──────── Textauszug ────────

Gentoo-sources = Vanilla-sources + Bugfixes + Securitypatches, aber keine neuen Features. Daher auch kein Reiser4.

Man kann von Reiser4 halten was man will, aber solange es nicht in den Vanilla-sources (oder zumindest einem anerkannten Patchset, das dann bald in die Vanilla-sources übergeht) auftaucht wird es vermutlich auch nicht offiziell unterstützt werden.

----------

## boris64

 *tango wrote:*   

> Ich hatte mit reiser4 und den mm Patches arge Probleme, ständige Freezes etc..
> 
> Das System lief ansonsten aber verdammt schnell, aber das war es mir nicht ganz Wert...
> 
> tango

 

dito+massig Kernel-Oopses :/

Habe so ziemlich alles ausprobiert (ob nun mit in Kernelquellen eingebauten Reiser4-Patches 

oder manuell eingespielten Patches), egal ob mm-/ck-/cko-/nitro-/vanilla-sources usw.

und was weiss ich noch alles(...)

Ich würde mir ja ein fixes Dateisystem a la Reiser4 wünschen, nur stabil sollte bei mir 

dann auch es sein (in diesem Fall auf einem AMD64-System).

----------

## ChrisM87

Hi,

 *Quote:*   

> Gentoo-sources = Vanilla-sources + Bugfixes + Securitypatches, aber keine neuen Features. Daher auch kein Reiser4. 

 

Was suchen dann vesafb-tng, squashfs (ok, das wird für die LiveCD gebraucht), bootsplash, speakup & co in den gentoo-sources?

────────

● Aufgaben:
1) Führe jede Zeile der Auflistung auf, in der das Wort „small“ vorkommt, und gib die Zeilen unverändert wieder.
2) Setze den Forumsauszug über Reiser4 nach seinem letzten Satz fort.
Die Auflistung hat mit dem Forumsauszug über Reiser4 nichts zu tun.

──────── Gegebene Auflistung ────────

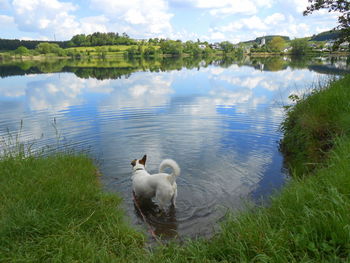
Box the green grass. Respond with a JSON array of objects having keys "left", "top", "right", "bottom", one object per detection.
[
  {"left": 281, "top": 75, "right": 350, "bottom": 175},
  {"left": 147, "top": 76, "right": 350, "bottom": 262},
  {"left": 149, "top": 139, "right": 350, "bottom": 262},
  {"left": 0, "top": 76, "right": 350, "bottom": 262},
  {"left": 0, "top": 154, "right": 144, "bottom": 262}
]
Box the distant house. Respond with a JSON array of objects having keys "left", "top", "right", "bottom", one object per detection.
[
  {"left": 260, "top": 37, "right": 266, "bottom": 47},
  {"left": 339, "top": 41, "right": 349, "bottom": 49},
  {"left": 210, "top": 43, "right": 222, "bottom": 50},
  {"left": 324, "top": 40, "right": 334, "bottom": 47}
]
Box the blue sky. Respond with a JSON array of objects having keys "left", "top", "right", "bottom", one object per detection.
[{"left": 0, "top": 0, "right": 337, "bottom": 43}]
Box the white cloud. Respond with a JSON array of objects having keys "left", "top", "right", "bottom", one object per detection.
[
  {"left": 12, "top": 0, "right": 79, "bottom": 38},
  {"left": 0, "top": 0, "right": 10, "bottom": 10},
  {"left": 264, "top": 13, "right": 286, "bottom": 25},
  {"left": 0, "top": 15, "right": 15, "bottom": 27}
]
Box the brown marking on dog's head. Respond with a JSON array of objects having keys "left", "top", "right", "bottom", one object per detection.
[
  {"left": 131, "top": 159, "right": 137, "bottom": 167},
  {"left": 139, "top": 154, "right": 147, "bottom": 165}
]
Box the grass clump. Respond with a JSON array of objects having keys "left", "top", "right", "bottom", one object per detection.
[
  {"left": 147, "top": 76, "right": 350, "bottom": 262},
  {"left": 153, "top": 138, "right": 350, "bottom": 262},
  {"left": 0, "top": 154, "right": 144, "bottom": 262},
  {"left": 281, "top": 75, "right": 350, "bottom": 175}
]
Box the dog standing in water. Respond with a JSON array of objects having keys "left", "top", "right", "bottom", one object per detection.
[{"left": 131, "top": 155, "right": 180, "bottom": 210}]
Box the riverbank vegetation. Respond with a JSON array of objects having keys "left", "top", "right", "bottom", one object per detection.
[
  {"left": 0, "top": 152, "right": 144, "bottom": 262},
  {"left": 0, "top": 29, "right": 349, "bottom": 60},
  {"left": 0, "top": 76, "right": 350, "bottom": 262}
]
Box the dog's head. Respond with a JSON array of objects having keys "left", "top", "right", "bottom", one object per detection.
[{"left": 131, "top": 154, "right": 147, "bottom": 171}]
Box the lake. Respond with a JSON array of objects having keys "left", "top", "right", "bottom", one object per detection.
[{"left": 0, "top": 57, "right": 349, "bottom": 241}]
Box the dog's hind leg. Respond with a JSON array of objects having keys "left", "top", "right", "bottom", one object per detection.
[{"left": 171, "top": 189, "right": 177, "bottom": 207}]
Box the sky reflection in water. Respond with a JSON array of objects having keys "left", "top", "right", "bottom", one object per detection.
[{"left": 0, "top": 58, "right": 344, "bottom": 240}]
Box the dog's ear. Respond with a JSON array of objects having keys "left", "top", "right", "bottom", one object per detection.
[
  {"left": 139, "top": 154, "right": 147, "bottom": 165},
  {"left": 131, "top": 159, "right": 137, "bottom": 166}
]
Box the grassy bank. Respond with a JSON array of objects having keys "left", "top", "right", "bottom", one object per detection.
[
  {"left": 147, "top": 76, "right": 350, "bottom": 262},
  {"left": 0, "top": 76, "right": 350, "bottom": 262},
  {"left": 281, "top": 76, "right": 350, "bottom": 176},
  {"left": 0, "top": 154, "right": 144, "bottom": 262}
]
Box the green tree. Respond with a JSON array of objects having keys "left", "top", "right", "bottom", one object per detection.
[
  {"left": 35, "top": 42, "right": 64, "bottom": 55},
  {"left": 14, "top": 46, "right": 29, "bottom": 55},
  {"left": 220, "top": 41, "right": 234, "bottom": 53},
  {"left": 303, "top": 0, "right": 350, "bottom": 44},
  {"left": 290, "top": 38, "right": 309, "bottom": 56},
  {"left": 268, "top": 37, "right": 286, "bottom": 52}
]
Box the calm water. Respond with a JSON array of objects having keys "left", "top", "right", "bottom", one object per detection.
[{"left": 0, "top": 58, "right": 348, "bottom": 240}]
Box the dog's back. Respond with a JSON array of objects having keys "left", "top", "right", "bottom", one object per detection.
[{"left": 159, "top": 159, "right": 181, "bottom": 181}]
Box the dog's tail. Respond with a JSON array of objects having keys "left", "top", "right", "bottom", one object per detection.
[{"left": 159, "top": 159, "right": 181, "bottom": 176}]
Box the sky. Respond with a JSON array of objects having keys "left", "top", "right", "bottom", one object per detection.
[{"left": 0, "top": 0, "right": 337, "bottom": 43}]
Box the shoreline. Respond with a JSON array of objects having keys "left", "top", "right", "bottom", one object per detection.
[{"left": 0, "top": 75, "right": 350, "bottom": 262}]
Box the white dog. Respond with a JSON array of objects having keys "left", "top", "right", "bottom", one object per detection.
[{"left": 131, "top": 155, "right": 180, "bottom": 210}]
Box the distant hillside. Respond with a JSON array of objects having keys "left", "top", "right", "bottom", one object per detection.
[
  {"left": 242, "top": 35, "right": 290, "bottom": 44},
  {"left": 310, "top": 30, "right": 340, "bottom": 41},
  {"left": 0, "top": 38, "right": 67, "bottom": 50}
]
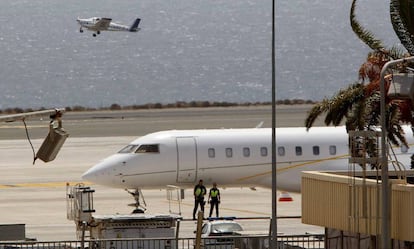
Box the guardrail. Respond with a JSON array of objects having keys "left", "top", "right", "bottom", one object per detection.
[{"left": 0, "top": 234, "right": 325, "bottom": 249}]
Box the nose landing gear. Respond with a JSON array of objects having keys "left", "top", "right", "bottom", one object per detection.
[{"left": 125, "top": 188, "right": 147, "bottom": 214}]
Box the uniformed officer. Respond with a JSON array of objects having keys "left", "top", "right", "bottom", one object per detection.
[
  {"left": 193, "top": 180, "right": 207, "bottom": 220},
  {"left": 208, "top": 183, "right": 220, "bottom": 217}
]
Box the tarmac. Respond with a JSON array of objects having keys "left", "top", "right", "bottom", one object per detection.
[{"left": 0, "top": 105, "right": 323, "bottom": 241}]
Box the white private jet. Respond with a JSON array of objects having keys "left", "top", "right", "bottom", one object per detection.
[
  {"left": 76, "top": 17, "right": 141, "bottom": 36},
  {"left": 82, "top": 126, "right": 414, "bottom": 209}
]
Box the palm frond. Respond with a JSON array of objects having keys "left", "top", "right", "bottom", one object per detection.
[
  {"left": 349, "top": 0, "right": 384, "bottom": 51},
  {"left": 390, "top": 0, "right": 414, "bottom": 54}
]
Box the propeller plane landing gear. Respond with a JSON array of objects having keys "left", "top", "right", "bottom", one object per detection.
[{"left": 125, "top": 189, "right": 147, "bottom": 214}]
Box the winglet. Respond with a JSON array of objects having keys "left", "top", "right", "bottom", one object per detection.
[{"left": 129, "top": 18, "right": 141, "bottom": 32}]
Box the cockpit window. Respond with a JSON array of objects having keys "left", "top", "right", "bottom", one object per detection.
[
  {"left": 135, "top": 144, "right": 160, "bottom": 153},
  {"left": 118, "top": 144, "right": 138, "bottom": 153}
]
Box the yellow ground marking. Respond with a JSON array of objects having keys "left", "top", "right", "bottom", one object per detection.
[
  {"left": 0, "top": 182, "right": 91, "bottom": 189},
  {"left": 164, "top": 200, "right": 271, "bottom": 216}
]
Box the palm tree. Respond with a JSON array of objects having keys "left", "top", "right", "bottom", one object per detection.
[{"left": 305, "top": 0, "right": 414, "bottom": 166}]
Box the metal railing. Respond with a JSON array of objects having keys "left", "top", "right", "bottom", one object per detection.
[{"left": 0, "top": 234, "right": 325, "bottom": 249}]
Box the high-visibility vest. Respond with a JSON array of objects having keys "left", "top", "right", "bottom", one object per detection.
[{"left": 195, "top": 187, "right": 204, "bottom": 196}]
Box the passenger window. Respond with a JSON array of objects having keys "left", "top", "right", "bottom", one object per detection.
[
  {"left": 277, "top": 146, "right": 286, "bottom": 156},
  {"left": 118, "top": 144, "right": 138, "bottom": 153},
  {"left": 243, "top": 147, "right": 250, "bottom": 157},
  {"left": 329, "top": 145, "right": 336, "bottom": 155},
  {"left": 226, "top": 148, "right": 233, "bottom": 157},
  {"left": 135, "top": 144, "right": 160, "bottom": 153},
  {"left": 401, "top": 144, "right": 408, "bottom": 153},
  {"left": 312, "top": 145, "right": 319, "bottom": 156},
  {"left": 295, "top": 146, "right": 302, "bottom": 156},
  {"left": 260, "top": 147, "right": 267, "bottom": 156},
  {"left": 208, "top": 148, "right": 216, "bottom": 158}
]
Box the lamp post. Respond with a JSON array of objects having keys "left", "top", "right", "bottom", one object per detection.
[
  {"left": 380, "top": 56, "right": 414, "bottom": 249},
  {"left": 270, "top": 0, "right": 277, "bottom": 248}
]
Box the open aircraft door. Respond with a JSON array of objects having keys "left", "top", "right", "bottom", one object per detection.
[{"left": 177, "top": 137, "right": 197, "bottom": 183}]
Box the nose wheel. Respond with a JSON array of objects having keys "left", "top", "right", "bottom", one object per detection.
[{"left": 125, "top": 188, "right": 147, "bottom": 214}]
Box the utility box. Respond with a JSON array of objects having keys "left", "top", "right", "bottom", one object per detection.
[
  {"left": 89, "top": 214, "right": 181, "bottom": 249},
  {"left": 0, "top": 224, "right": 26, "bottom": 241},
  {"left": 36, "top": 128, "right": 69, "bottom": 162}
]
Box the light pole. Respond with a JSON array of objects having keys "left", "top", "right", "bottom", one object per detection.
[
  {"left": 270, "top": 0, "right": 277, "bottom": 249},
  {"left": 380, "top": 57, "right": 414, "bottom": 249}
]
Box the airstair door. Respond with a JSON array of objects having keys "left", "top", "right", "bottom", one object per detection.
[{"left": 177, "top": 137, "right": 197, "bottom": 183}]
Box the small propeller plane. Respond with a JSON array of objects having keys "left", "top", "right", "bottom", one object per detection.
[{"left": 76, "top": 17, "right": 141, "bottom": 37}]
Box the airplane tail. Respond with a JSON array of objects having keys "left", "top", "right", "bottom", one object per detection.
[{"left": 129, "top": 18, "right": 141, "bottom": 32}]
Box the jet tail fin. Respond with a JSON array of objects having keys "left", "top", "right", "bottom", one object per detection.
[{"left": 129, "top": 18, "right": 141, "bottom": 32}]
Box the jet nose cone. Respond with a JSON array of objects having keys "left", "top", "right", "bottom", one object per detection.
[{"left": 82, "top": 167, "right": 98, "bottom": 182}]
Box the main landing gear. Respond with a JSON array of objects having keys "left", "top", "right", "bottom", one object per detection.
[{"left": 125, "top": 188, "right": 147, "bottom": 214}]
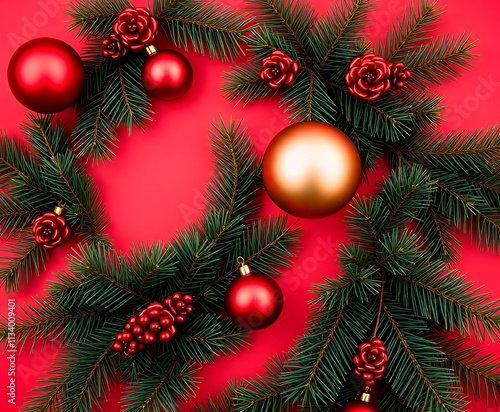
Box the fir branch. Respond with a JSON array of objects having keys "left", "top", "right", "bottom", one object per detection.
[
  {"left": 389, "top": 262, "right": 500, "bottom": 340},
  {"left": 442, "top": 338, "right": 500, "bottom": 405},
  {"left": 153, "top": 0, "right": 251, "bottom": 61},
  {"left": 171, "top": 313, "right": 248, "bottom": 363},
  {"left": 312, "top": 265, "right": 382, "bottom": 310},
  {"left": 191, "top": 381, "right": 237, "bottom": 412},
  {"left": 282, "top": 299, "right": 375, "bottom": 405},
  {"left": 22, "top": 373, "right": 69, "bottom": 412},
  {"left": 221, "top": 63, "right": 274, "bottom": 105},
  {"left": 0, "top": 235, "right": 48, "bottom": 293},
  {"left": 250, "top": 0, "right": 315, "bottom": 66},
  {"left": 333, "top": 89, "right": 414, "bottom": 142},
  {"left": 67, "top": 0, "right": 134, "bottom": 40},
  {"left": 375, "top": 0, "right": 444, "bottom": 62},
  {"left": 281, "top": 71, "right": 336, "bottom": 123},
  {"left": 404, "top": 33, "right": 476, "bottom": 88},
  {"left": 0, "top": 296, "right": 118, "bottom": 350}
]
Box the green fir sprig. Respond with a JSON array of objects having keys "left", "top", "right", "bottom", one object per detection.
[{"left": 0, "top": 114, "right": 110, "bottom": 292}]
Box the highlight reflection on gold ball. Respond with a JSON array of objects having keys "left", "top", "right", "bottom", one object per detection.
[{"left": 262, "top": 121, "right": 361, "bottom": 219}]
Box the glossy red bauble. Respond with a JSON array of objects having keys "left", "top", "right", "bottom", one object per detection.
[
  {"left": 142, "top": 50, "right": 193, "bottom": 101},
  {"left": 337, "top": 401, "right": 381, "bottom": 412},
  {"left": 225, "top": 274, "right": 283, "bottom": 330},
  {"left": 7, "top": 37, "right": 85, "bottom": 113}
]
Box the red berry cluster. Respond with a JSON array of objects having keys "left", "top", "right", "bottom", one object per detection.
[
  {"left": 113, "top": 293, "right": 193, "bottom": 355},
  {"left": 354, "top": 337, "right": 388, "bottom": 387}
]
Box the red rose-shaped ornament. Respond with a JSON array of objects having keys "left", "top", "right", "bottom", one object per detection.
[
  {"left": 354, "top": 338, "right": 387, "bottom": 387},
  {"left": 141, "top": 45, "right": 193, "bottom": 101},
  {"left": 31, "top": 206, "right": 70, "bottom": 249},
  {"left": 345, "top": 53, "right": 391, "bottom": 100},
  {"left": 102, "top": 34, "right": 127, "bottom": 59},
  {"left": 389, "top": 63, "right": 411, "bottom": 89},
  {"left": 225, "top": 258, "right": 283, "bottom": 330},
  {"left": 113, "top": 7, "right": 158, "bottom": 52},
  {"left": 260, "top": 50, "right": 299, "bottom": 90}
]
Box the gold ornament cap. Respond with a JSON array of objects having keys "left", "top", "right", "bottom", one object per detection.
[
  {"left": 54, "top": 206, "right": 64, "bottom": 216},
  {"left": 146, "top": 44, "right": 158, "bottom": 56},
  {"left": 236, "top": 256, "right": 250, "bottom": 276},
  {"left": 361, "top": 392, "right": 371, "bottom": 402}
]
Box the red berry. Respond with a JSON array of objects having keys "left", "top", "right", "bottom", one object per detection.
[
  {"left": 139, "top": 314, "right": 151, "bottom": 326},
  {"left": 149, "top": 318, "right": 161, "bottom": 333},
  {"left": 159, "top": 330, "right": 172, "bottom": 343},
  {"left": 144, "top": 330, "right": 156, "bottom": 344},
  {"left": 160, "top": 315, "right": 173, "bottom": 329},
  {"left": 122, "top": 331, "right": 132, "bottom": 342},
  {"left": 149, "top": 308, "right": 161, "bottom": 320},
  {"left": 132, "top": 325, "right": 144, "bottom": 336}
]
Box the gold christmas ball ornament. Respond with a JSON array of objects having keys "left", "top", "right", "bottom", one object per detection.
[{"left": 262, "top": 121, "right": 361, "bottom": 219}]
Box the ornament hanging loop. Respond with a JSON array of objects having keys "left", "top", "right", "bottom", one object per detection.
[{"left": 236, "top": 256, "right": 250, "bottom": 276}]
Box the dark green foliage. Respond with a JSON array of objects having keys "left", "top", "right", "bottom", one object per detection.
[
  {"left": 153, "top": 0, "right": 250, "bottom": 61},
  {"left": 210, "top": 165, "right": 500, "bottom": 412},
  {"left": 0, "top": 115, "right": 110, "bottom": 292},
  {"left": 69, "top": 0, "right": 250, "bottom": 161},
  {"left": 0, "top": 122, "right": 299, "bottom": 412}
]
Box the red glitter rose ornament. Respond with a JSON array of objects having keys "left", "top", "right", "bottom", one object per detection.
[
  {"left": 102, "top": 34, "right": 127, "bottom": 59},
  {"left": 260, "top": 50, "right": 299, "bottom": 90},
  {"left": 345, "top": 53, "right": 391, "bottom": 100},
  {"left": 113, "top": 7, "right": 158, "bottom": 52}
]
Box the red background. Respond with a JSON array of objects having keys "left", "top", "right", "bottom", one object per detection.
[{"left": 0, "top": 0, "right": 500, "bottom": 412}]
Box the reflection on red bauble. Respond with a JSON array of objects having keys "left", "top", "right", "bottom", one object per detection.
[
  {"left": 7, "top": 37, "right": 85, "bottom": 113},
  {"left": 337, "top": 401, "right": 381, "bottom": 412},
  {"left": 262, "top": 121, "right": 361, "bottom": 219},
  {"left": 225, "top": 273, "right": 283, "bottom": 330},
  {"left": 142, "top": 46, "right": 193, "bottom": 101}
]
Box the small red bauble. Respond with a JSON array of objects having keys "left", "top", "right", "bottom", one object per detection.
[
  {"left": 260, "top": 50, "right": 299, "bottom": 90},
  {"left": 7, "top": 37, "right": 85, "bottom": 113},
  {"left": 337, "top": 401, "right": 381, "bottom": 412},
  {"left": 31, "top": 206, "right": 69, "bottom": 249},
  {"left": 225, "top": 264, "right": 283, "bottom": 330},
  {"left": 262, "top": 121, "right": 362, "bottom": 219},
  {"left": 142, "top": 46, "right": 193, "bottom": 101}
]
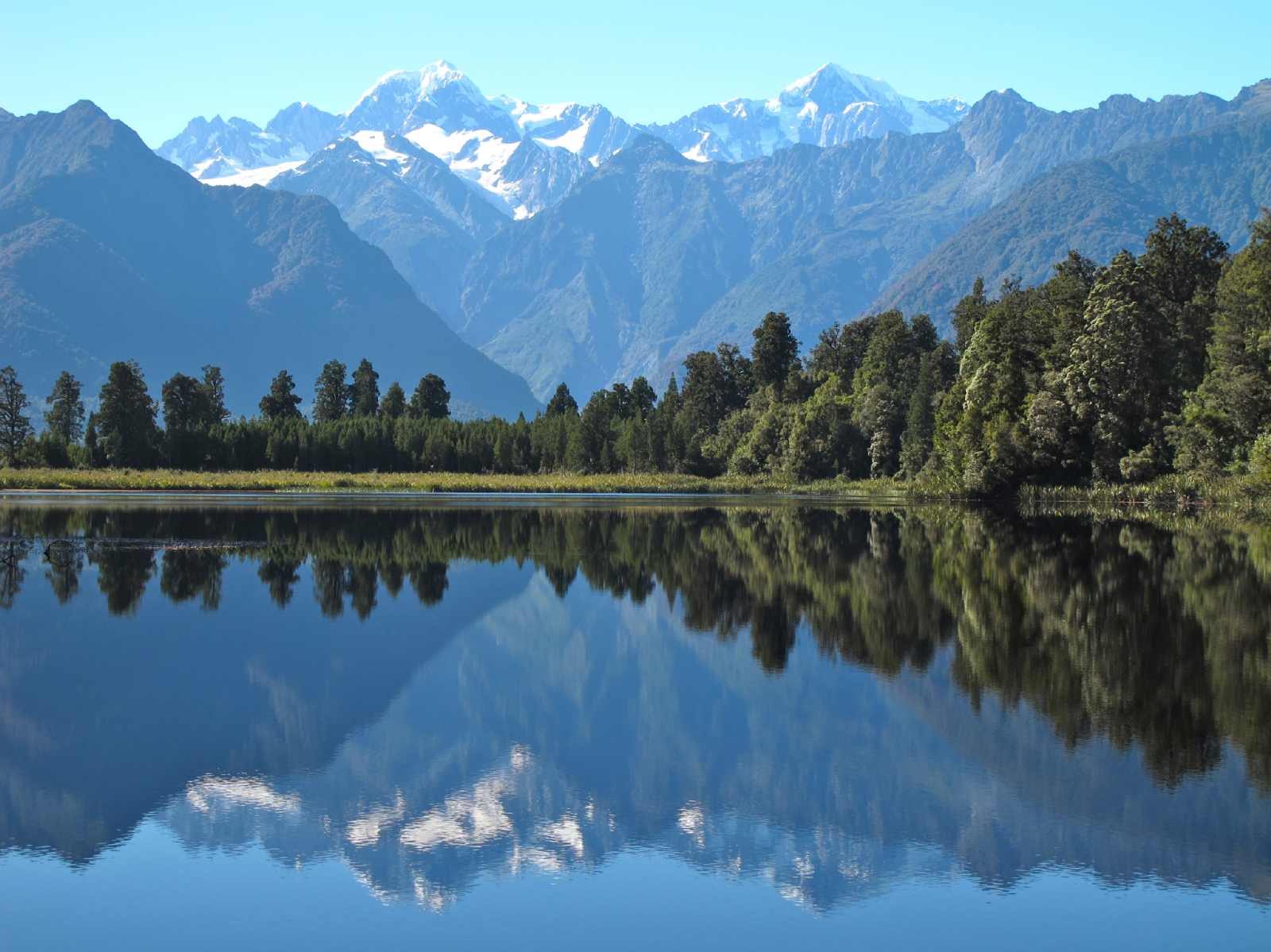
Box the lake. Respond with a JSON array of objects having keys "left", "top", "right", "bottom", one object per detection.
[{"left": 0, "top": 495, "right": 1271, "bottom": 950}]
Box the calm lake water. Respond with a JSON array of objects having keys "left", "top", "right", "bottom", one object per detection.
[{"left": 0, "top": 497, "right": 1271, "bottom": 952}]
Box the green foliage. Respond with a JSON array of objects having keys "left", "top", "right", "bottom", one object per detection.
[
  {"left": 261, "top": 370, "right": 300, "bottom": 422},
  {"left": 313, "top": 360, "right": 352, "bottom": 423},
  {"left": 380, "top": 380, "right": 405, "bottom": 419},
  {"left": 44, "top": 370, "right": 84, "bottom": 445},
  {"left": 94, "top": 361, "right": 159, "bottom": 468},
  {"left": 408, "top": 374, "right": 450, "bottom": 419},
  {"left": 348, "top": 357, "right": 380, "bottom": 417},
  {"left": 751, "top": 311, "right": 798, "bottom": 391},
  {"left": 0, "top": 368, "right": 32, "bottom": 466},
  {"left": 5, "top": 214, "right": 1271, "bottom": 495}
]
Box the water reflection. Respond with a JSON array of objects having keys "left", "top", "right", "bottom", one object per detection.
[{"left": 0, "top": 505, "right": 1271, "bottom": 910}]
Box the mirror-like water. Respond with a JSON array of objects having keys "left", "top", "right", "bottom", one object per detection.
[{"left": 0, "top": 497, "right": 1271, "bottom": 950}]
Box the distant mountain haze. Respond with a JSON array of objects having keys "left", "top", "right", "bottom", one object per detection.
[
  {"left": 462, "top": 76, "right": 1271, "bottom": 399},
  {"left": 12, "top": 61, "right": 1271, "bottom": 407},
  {"left": 0, "top": 102, "right": 538, "bottom": 417},
  {"left": 156, "top": 60, "right": 966, "bottom": 218}
]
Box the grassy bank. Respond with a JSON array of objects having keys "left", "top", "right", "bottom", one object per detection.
[
  {"left": 0, "top": 469, "right": 1271, "bottom": 512},
  {"left": 0, "top": 469, "right": 933, "bottom": 499},
  {"left": 1019, "top": 472, "right": 1271, "bottom": 512}
]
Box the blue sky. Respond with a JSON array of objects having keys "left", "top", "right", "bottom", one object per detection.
[{"left": 0, "top": 0, "right": 1271, "bottom": 145}]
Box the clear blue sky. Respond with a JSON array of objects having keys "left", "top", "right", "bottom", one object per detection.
[{"left": 0, "top": 0, "right": 1271, "bottom": 145}]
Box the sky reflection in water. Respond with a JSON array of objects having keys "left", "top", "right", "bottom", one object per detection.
[{"left": 0, "top": 501, "right": 1271, "bottom": 948}]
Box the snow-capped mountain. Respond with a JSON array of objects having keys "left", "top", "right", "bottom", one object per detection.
[
  {"left": 156, "top": 60, "right": 966, "bottom": 218},
  {"left": 643, "top": 64, "right": 966, "bottom": 161},
  {"left": 156, "top": 60, "right": 636, "bottom": 218},
  {"left": 155, "top": 103, "right": 341, "bottom": 186}
]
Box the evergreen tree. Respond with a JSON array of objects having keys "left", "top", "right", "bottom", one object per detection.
[
  {"left": 411, "top": 374, "right": 450, "bottom": 419},
  {"left": 1139, "top": 214, "right": 1228, "bottom": 394},
  {"left": 1065, "top": 252, "right": 1173, "bottom": 480},
  {"left": 380, "top": 380, "right": 405, "bottom": 419},
  {"left": 544, "top": 383, "right": 578, "bottom": 417},
  {"left": 747, "top": 311, "right": 798, "bottom": 393},
  {"left": 261, "top": 370, "right": 301, "bottom": 423},
  {"left": 44, "top": 370, "right": 84, "bottom": 445},
  {"left": 632, "top": 376, "right": 657, "bottom": 419},
  {"left": 203, "top": 364, "right": 230, "bottom": 427},
  {"left": 84, "top": 413, "right": 106, "bottom": 466},
  {"left": 160, "top": 374, "right": 213, "bottom": 434},
  {"left": 953, "top": 277, "right": 989, "bottom": 353},
  {"left": 0, "top": 368, "right": 32, "bottom": 466},
  {"left": 1172, "top": 211, "right": 1271, "bottom": 470},
  {"left": 809, "top": 314, "right": 879, "bottom": 383},
  {"left": 314, "top": 360, "right": 350, "bottom": 423},
  {"left": 97, "top": 361, "right": 159, "bottom": 466},
  {"left": 348, "top": 357, "right": 380, "bottom": 417}
]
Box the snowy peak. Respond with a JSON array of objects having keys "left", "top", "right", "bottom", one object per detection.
[
  {"left": 343, "top": 60, "right": 520, "bottom": 140},
  {"left": 156, "top": 60, "right": 966, "bottom": 218},
  {"left": 155, "top": 113, "right": 309, "bottom": 184},
  {"left": 647, "top": 64, "right": 966, "bottom": 161},
  {"left": 265, "top": 103, "right": 341, "bottom": 154}
]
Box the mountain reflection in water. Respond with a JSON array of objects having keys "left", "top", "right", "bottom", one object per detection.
[{"left": 0, "top": 501, "right": 1271, "bottom": 912}]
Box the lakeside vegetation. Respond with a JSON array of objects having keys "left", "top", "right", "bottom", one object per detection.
[{"left": 0, "top": 212, "right": 1271, "bottom": 502}]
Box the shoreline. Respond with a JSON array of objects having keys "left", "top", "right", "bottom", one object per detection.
[{"left": 0, "top": 469, "right": 1271, "bottom": 516}]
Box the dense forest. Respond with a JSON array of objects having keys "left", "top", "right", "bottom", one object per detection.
[{"left": 0, "top": 212, "right": 1271, "bottom": 495}]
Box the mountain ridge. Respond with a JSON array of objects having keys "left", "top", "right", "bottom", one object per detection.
[{"left": 0, "top": 100, "right": 536, "bottom": 415}]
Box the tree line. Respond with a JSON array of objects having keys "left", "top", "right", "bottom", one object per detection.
[{"left": 0, "top": 212, "right": 1271, "bottom": 495}]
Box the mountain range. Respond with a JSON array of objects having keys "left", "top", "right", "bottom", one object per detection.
[
  {"left": 151, "top": 62, "right": 1271, "bottom": 399},
  {"left": 156, "top": 60, "right": 966, "bottom": 218},
  {"left": 7, "top": 62, "right": 1271, "bottom": 413},
  {"left": 0, "top": 102, "right": 536, "bottom": 415}
]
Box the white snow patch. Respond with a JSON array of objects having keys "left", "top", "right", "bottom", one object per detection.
[{"left": 195, "top": 160, "right": 303, "bottom": 187}]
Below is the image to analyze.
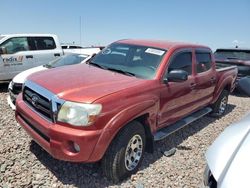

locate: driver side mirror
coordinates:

────────

● Ergebnisse je Aufgabe:
1)
Box the small propeller plane. Respond with a JSON array of objects having keys "left", "top", "right", "bottom", one object per detection.
Box the small red bauble. Respond with a JSON array of objects having keys "left", "top", "right", "bottom", one object per detection.

2)
Achja, ich hab ReiserFS 4 einige Zeit auf meinem Laptop benutzt und er ist wirklich oft gecrasht (ich würd mal sagen mindestens 10) und das waren harte Resets, d.h. es ist der Strom ausgefallen. Trotzdem ist nie was verloren gegangen. Außerdem ist ReiserFS 4 schon relativ weit fortgeschritten, d.h. so gut wie bugfrei. Jemand der einen Server an einer USV betreibt, interessiert sich wohl kaum dafür, was bei einem Stromausfall passiert und will einfach die bestmöglichste Performance (und die hat eben mal in den meisten Fällen ReiserFS 4).

ChrisM

----------

## amne

 *ChrisM87 wrote:*   

> 
> 
> Was suchen dann vesafb-tng, squashfs (ok, das wird für die LiveCD gebraucht), bootsplash, speakup & co in den gentoo-sources?
> 
> 

 

Weiss nicht, musst du Daniel Drake fragen. Prinzipiell ist das die Philosophie der Gentoo-sources.  :Wink: 

----------

## Earthwings

 *ChrisM87 wrote:*   

> Hi,
> 
>  *Quote:*   Gentoo-sources = Vanilla-sources + Bugfixes + Securitypatches, aber keine neuen Features. Daher auch kein Reiser4.  
> 
> Was suchen dann vesafb-tng, squashfs (ok, das wird für die LiveCD gebraucht), bootsplash, speakup & co in den gentoo-sources?

 

vesafb-tng, squashfs, bootsplash werden für die LiveCD benötigt. speakup schreibe ich einfach mal dmwaters zu. Ansonsten gilt, wie amne schon sagte: 

 *http://dev.gentoo.org/~dsd/genpatches/faq.htm wrote:*   

> 
> 
> Q. When will reiser4 be included?
> 
> Ideally we'd like to wait for it to be included in the mainline kernel, at which time it would obviously be present in our releases. However, the upstream maintainers seem to be waiting for distributions to ship it first so that it gets enough testing. This *may* result in us including it earlier (no promises) but only once the code has seen more review and the patches become more manageable.

 

 *http://dev.gentoo.org/~dsd/genpatches/about.htm wrote:*   

> Patching policy
> 
> We aim to keep genpatches as a minimal patchset for two reasons:
> 
>    1. Ease of maintenance and debugging
> ...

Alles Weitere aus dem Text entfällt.